Pocas cosas cuentan cuando estás a punto de perder algo tan valioso e irrecuperable como la vida o algún bien que sea de extrema importancia, ya que todas las fuerzas y pensamientos suelen concentrarse en el problema y búsqueda de una posible solución. Pero ¿y si no la hubiera, qué puedes hacer?
No conocía la respuesta en febrero de 2013, cuando médicos del Columbia University Medical Center (Prebysterian), en Nueva York, descubrieron que había perdido la capacidad de movimiento de mis piernas por el dolor y la hinchazón que tenía en ambas rodillas producto de una infección provocada por una bacteria en mis huesos (osteomielitis).
Había sufrido necrosis vascular o muerte del tejido óseo en varias partes de mis rodillas debido a la alta dosis de esteroides que tomaba para tratarme una aplasia medular.
La osteomilitis me provocaba fiebre de hasta 40 grados y un dolor mucho más atroz que el que padecí al ser sometida a una cesárea sin anestesia. Era más fuerte que los dolores de mis partos o las piedras en los riñones. Era horrible.
No había morfina ni ningún otro medicamento que me calmara. Estar prácticamente sedada era lo que más funcionaba, hasta que llegara el momento de moverme para cualquier cosa.
No tenía sosiego ni mucho menos esperanza de mejorar o seguir con vida, ya que mi condición era tan crítica que estaba a punto de ser desahuciada por segunda ocasión por la enfermedad en la médula.
En esa situación una persona me recomendó “dar gracias a Dios” cuando peor me sintiera y esa fue la clave para sentirme mejor.
Tal vez esto no tenga base científica ni lógica, pero sí espiritual. Cambiar mis lágrimas por dar gracias a Dios en lo peor de mi situación era lo único que me calmaba.
Es dando gracias a Dios y por medio a la oración que recibimos la paz que sobrepasaba todo entendimiento. Filipenses 4:6-7.

EXPLORAR EL MATERIAL
1) Explica en una a tres oraciones a qué se debió la necrosis vascular en las rodillas, según el fragmento.
2) Indica, por favor, en qué centro médico se descubrió en febrero de 2013 la pérdida de movimiento de las piernas, según el fragmento.
Las entradas son material independiente del fragmento.

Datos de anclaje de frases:
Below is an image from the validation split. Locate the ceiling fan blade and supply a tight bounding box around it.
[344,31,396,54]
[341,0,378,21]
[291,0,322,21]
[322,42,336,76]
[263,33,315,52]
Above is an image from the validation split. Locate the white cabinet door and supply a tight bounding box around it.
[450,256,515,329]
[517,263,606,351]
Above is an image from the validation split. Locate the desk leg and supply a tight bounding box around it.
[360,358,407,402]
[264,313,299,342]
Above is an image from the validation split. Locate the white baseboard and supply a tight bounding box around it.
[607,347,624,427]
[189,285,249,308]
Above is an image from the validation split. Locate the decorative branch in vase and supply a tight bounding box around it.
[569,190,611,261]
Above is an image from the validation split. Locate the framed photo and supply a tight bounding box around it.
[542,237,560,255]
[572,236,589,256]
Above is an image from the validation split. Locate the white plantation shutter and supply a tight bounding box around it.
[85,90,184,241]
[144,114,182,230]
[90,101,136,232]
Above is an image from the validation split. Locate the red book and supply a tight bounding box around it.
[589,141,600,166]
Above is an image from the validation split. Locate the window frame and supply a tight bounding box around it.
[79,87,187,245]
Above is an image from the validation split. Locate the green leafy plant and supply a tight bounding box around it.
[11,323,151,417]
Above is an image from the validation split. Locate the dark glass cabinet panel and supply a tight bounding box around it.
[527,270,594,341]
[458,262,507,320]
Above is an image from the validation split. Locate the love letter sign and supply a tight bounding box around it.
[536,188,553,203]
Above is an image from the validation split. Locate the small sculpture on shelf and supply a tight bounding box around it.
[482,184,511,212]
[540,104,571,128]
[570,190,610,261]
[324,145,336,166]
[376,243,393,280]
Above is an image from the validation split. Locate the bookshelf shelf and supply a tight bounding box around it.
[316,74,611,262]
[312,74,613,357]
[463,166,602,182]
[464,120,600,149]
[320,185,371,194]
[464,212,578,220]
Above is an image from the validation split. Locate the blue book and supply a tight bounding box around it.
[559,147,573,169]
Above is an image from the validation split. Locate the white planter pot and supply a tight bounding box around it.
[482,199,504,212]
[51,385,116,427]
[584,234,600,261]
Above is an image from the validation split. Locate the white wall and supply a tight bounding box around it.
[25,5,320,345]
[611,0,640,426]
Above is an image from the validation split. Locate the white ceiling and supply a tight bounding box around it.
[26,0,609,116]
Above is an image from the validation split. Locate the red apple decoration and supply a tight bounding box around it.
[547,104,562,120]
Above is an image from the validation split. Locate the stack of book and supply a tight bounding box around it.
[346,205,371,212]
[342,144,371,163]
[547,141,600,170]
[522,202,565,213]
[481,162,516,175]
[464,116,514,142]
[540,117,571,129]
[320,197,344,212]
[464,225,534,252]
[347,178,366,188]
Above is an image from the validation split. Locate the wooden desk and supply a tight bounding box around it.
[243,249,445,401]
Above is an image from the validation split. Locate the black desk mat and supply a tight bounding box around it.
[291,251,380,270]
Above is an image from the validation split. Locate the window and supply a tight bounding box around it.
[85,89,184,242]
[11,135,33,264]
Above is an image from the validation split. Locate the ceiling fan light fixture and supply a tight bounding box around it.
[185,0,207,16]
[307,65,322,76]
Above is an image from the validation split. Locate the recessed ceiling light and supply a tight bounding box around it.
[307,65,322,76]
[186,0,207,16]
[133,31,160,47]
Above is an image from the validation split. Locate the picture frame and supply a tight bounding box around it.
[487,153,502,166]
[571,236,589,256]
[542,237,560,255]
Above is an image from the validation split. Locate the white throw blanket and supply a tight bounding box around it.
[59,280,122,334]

RESPUESTAS POR TAREA
1) La necrosis vascular, o muerte del tejido óseo, en varias partes de las rodillas se debió a la alta dosis de esteroides que se tomaban para tratar una aplasia medular.

2) En el Columbia University Medical Center (Prebysterian), en Nueva York.